Transcribe every one of the lines below verbatim, omitting the pictures.

* * * * * * *

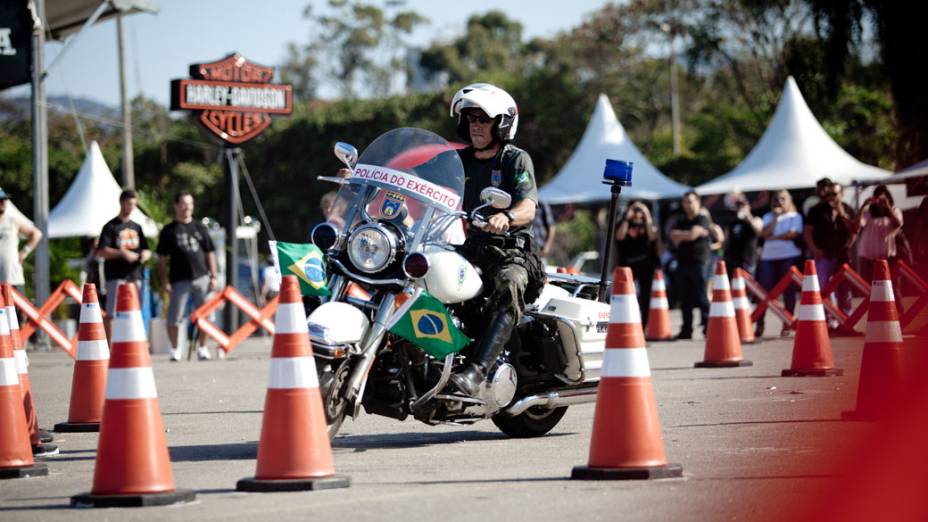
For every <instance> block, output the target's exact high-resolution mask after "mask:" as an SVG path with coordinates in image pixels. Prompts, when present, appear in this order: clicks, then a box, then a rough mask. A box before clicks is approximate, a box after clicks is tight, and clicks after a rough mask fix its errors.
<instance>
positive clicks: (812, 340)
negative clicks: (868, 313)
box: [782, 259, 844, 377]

* * * * * * *

## Written reply
For every <instance> block, output the target's exact high-resolution mask after "mask:" as an SVG path with coordinates in image pixels. Prompts, when present, appear in this order: clicks, then a box, then a rough mask. A box before clicks is approximate, a box after clicks is tight, and clicks after a rough mask fix its errors.
<instance>
positive clicks: (812, 340)
negative clicks: (868, 313)
box: [782, 259, 844, 377]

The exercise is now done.